_EXERCISE DIRECTIONS_
Reproduce all of the records below, swapping every occurrence of "Reviewer note" for "Annotator note" and changing nothing else. Omit the pictures from your output.

_ITEMS_
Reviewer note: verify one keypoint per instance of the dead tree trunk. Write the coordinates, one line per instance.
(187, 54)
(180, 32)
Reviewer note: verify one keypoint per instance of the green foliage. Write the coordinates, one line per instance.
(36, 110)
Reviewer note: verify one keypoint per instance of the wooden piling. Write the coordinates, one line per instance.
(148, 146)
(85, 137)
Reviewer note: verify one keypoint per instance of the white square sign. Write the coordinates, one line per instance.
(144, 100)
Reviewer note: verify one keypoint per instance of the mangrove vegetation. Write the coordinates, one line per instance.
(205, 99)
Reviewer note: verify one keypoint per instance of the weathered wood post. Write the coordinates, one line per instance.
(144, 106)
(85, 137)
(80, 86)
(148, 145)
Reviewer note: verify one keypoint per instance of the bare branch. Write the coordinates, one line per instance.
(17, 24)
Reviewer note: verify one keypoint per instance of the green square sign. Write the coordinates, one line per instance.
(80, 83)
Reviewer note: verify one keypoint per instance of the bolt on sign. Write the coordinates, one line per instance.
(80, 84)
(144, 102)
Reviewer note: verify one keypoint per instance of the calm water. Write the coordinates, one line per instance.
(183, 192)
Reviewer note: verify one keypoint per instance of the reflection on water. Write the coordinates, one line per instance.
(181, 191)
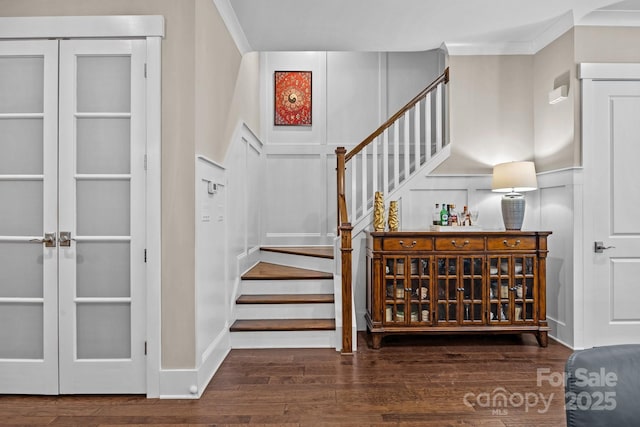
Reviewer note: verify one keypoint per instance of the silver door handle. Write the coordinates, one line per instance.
(49, 240)
(65, 238)
(599, 247)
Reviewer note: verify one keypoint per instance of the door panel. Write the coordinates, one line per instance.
(612, 293)
(72, 164)
(102, 207)
(28, 191)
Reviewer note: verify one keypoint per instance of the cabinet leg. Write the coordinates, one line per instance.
(376, 340)
(543, 339)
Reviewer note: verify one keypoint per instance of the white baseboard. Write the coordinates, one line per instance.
(191, 383)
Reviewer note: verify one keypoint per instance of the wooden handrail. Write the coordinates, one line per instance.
(442, 78)
(344, 227)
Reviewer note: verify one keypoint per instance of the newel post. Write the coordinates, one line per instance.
(344, 229)
(347, 321)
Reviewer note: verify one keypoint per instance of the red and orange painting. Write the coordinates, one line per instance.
(292, 98)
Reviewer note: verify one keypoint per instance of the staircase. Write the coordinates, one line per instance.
(287, 300)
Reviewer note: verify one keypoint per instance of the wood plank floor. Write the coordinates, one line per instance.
(410, 381)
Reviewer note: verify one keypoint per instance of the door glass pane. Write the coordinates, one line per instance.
(104, 84)
(21, 84)
(103, 145)
(104, 331)
(103, 208)
(103, 269)
(21, 208)
(21, 331)
(21, 269)
(20, 146)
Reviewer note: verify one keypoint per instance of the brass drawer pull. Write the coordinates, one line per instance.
(407, 246)
(465, 243)
(517, 242)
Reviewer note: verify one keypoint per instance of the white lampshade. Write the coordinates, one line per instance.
(514, 177)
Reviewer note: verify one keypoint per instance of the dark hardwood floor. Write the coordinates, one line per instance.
(411, 381)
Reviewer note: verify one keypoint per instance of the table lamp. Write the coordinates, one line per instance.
(513, 178)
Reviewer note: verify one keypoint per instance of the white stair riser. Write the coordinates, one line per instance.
(283, 339)
(285, 311)
(260, 287)
(311, 263)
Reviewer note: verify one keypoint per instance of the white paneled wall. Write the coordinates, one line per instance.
(212, 312)
(555, 206)
(229, 202)
(349, 101)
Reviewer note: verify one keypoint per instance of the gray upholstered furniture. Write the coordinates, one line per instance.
(603, 387)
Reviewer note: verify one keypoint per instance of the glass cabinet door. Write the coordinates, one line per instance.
(471, 293)
(407, 290)
(459, 290)
(395, 289)
(420, 289)
(512, 289)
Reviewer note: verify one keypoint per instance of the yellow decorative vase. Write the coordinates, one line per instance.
(378, 212)
(393, 215)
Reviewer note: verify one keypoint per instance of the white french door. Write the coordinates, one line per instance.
(612, 193)
(72, 220)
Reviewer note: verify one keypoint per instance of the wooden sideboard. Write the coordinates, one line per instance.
(456, 282)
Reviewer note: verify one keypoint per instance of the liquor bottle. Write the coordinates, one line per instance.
(444, 215)
(436, 215)
(453, 216)
(465, 216)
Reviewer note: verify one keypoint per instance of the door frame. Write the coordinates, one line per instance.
(150, 27)
(588, 73)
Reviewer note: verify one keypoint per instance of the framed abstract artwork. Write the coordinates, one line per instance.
(292, 99)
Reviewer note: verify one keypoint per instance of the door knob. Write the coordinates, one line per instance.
(599, 247)
(65, 238)
(49, 240)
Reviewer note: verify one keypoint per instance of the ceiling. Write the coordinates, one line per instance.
(406, 25)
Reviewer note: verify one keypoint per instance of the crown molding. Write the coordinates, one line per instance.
(557, 28)
(612, 18)
(82, 26)
(230, 20)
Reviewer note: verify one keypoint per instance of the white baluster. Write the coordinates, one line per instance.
(374, 165)
(385, 162)
(427, 126)
(416, 135)
(439, 118)
(396, 155)
(407, 141)
(365, 182)
(354, 189)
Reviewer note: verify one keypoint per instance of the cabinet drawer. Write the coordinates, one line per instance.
(459, 243)
(407, 243)
(511, 243)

_REPLY TO THE TASK_
Annotator note: verify one keypoint per instance of the dead tree trunk. Write the coordinates, one line per instance.
(187, 54)
(180, 32)
Annotator note: verify one keypoint per instance of the green foliage. Write the coordinates, one line per instance.
(36, 110)
Annotator note: verify one keypoint per instance of the wooden piling. Write the coordinates, one line per instance.
(148, 146)
(85, 137)
Annotator note: verify one keypoint per instance of the white square sign. Write the coordinates, one line per instance.
(144, 100)
Annotator note: verify one keypoint per instance of the mangrove vegetation. Write the coordinates, one line per instance.
(205, 99)
Annotator note: verify one keypoint per instance of the weathered wood post. Write the coordinates, one line per instance.
(144, 106)
(85, 137)
(80, 86)
(148, 145)
Annotator note: verify one keypoint per instance of the bare branch. Write the coordinates, one line per instance.
(17, 24)
Annotator note: verify one keypoint per instance of the green square sign. Write the coordinates, one line per instance.
(80, 83)
Annotator note: verify one keypoint per instance of the bolt on sign. Write the coordinates, one line per instance.
(80, 84)
(144, 102)
Annotator note: verify one keypoint per instance of the calm water. Write the coordinates, one line per instance.
(183, 192)
Annotator note: verify one keypoint per instance of the reflection on water. Write the coordinates, one line per instance.
(181, 191)
Annotator note: verify one keypoint per instance of the silver door handle. Write the coordinates, one line per instance.
(49, 240)
(65, 238)
(599, 247)
Annotator note: verify one keypoint per instance of the door panel. Write the coordinates, one line per instance.
(612, 293)
(72, 164)
(102, 207)
(28, 191)
Annotator note: verify one keypoint per instance of the cabinet leg. Write the coordinates, one line per instance.
(376, 340)
(543, 339)
Annotator note: verify one keypoint per instance of the white baseboard. Write the coordinates, one line per instance.
(191, 383)
Annotator note: verify one keypoint per instance of the wooden handrail. Write the coordinates, one line per instance.
(442, 78)
(344, 227)
Annotator note: verify one keypoint per instance of the newel post. Write the coordinates, one line per instance.
(344, 229)
(347, 321)
Annotator note: verify one keypoint per instance of the red and orange painting. Write the coordinates, one line per instance.
(292, 98)
Annotator note: verify one keypoint per instance of the staircase. Write the coordinates, one line per instance.
(287, 300)
Annotator note: verify one keypoint per instance of the wood plank floor. Write the coordinates, one line per instance.
(410, 381)
Annotator note: verify one keypoint per instance of the door glass pane. Write the coordinates, one line per instance.
(104, 84)
(21, 84)
(103, 145)
(104, 331)
(103, 208)
(103, 269)
(21, 208)
(21, 331)
(21, 269)
(20, 146)
Annotator note: verify one keypoint per instance of the brass drawer pull. Write the coordinates, one line per instance.
(407, 246)
(465, 243)
(517, 242)
Annotator note: verify one keypoint per instance of the white lampshade. Write the coordinates, one line per instance.
(514, 177)
Annotator note: verify one keypoint per instance of the dark hardwood floor. Write the coordinates, one line per instance.
(411, 381)
Annotator note: verify one keypoint per instance of the table lamp. Write the coordinates, one line per instance.
(513, 178)
Annotator note: verify one keypoint per instance of the white stair riser. Write the coordinates, one line per instance.
(283, 339)
(285, 311)
(260, 287)
(311, 263)
Annotator note: verify one keypoint per instance of the white paneled wall. Write the coordinates, one line per instance.
(212, 312)
(555, 206)
(229, 202)
(349, 101)
Annotator note: verify one keypoint per instance of the gray upholstered furniture. Write the coordinates, one line per instance.
(603, 387)
Annotator note: verify one keypoint per instance of the glass cabinet door. Write the coordinates, one line per instance.
(471, 293)
(407, 290)
(459, 290)
(395, 289)
(420, 289)
(512, 289)
Annotator note: verify one keypoint per instance of the yellow decorative vase. Write the coordinates, one line per instance.
(378, 212)
(393, 215)
Annotator note: verify one keypoint per instance of the white french door. Write the coordinates, one line per instance.
(612, 193)
(72, 220)
Annotator note: verify one keypoint per instance of the wooden sideboard. Write the coordinates, one line per instance.
(456, 282)
Annotator note: verify one keypoint per instance of the liquor bottle. Write the coordinates, one line per instance.
(444, 215)
(436, 215)
(453, 216)
(465, 216)
Annotator note: verify one keypoint per instance of the door frame. Write the coordinates, one line per instance.
(150, 27)
(588, 73)
Annotator note: verify one keypoint per instance of the framed abstract artwork. Write the coordinates, one line per instance.
(292, 99)
Annotator note: verify one keypoint per instance of the door knob. Write the coordinates, one line per instance.
(599, 247)
(65, 238)
(49, 240)
Annotator note: verify one keypoint per instance of the ceiling. Write the coordinates, one line per instance.
(406, 25)
Annotator note: verify one keypoint per instance of the crown molding. Write the coordinates, one line per instance.
(557, 28)
(612, 18)
(82, 26)
(230, 20)
Annotator note: verify one keypoint per instance of the white baluster. Write the coordinates, one line per instance.
(374, 165)
(385, 162)
(427, 126)
(416, 135)
(439, 118)
(396, 155)
(407, 141)
(365, 182)
(354, 189)
Annotator note: verify one keypoint per instance of the cabinet drawer. Write the coordinates, one line per instance.
(459, 243)
(407, 243)
(511, 243)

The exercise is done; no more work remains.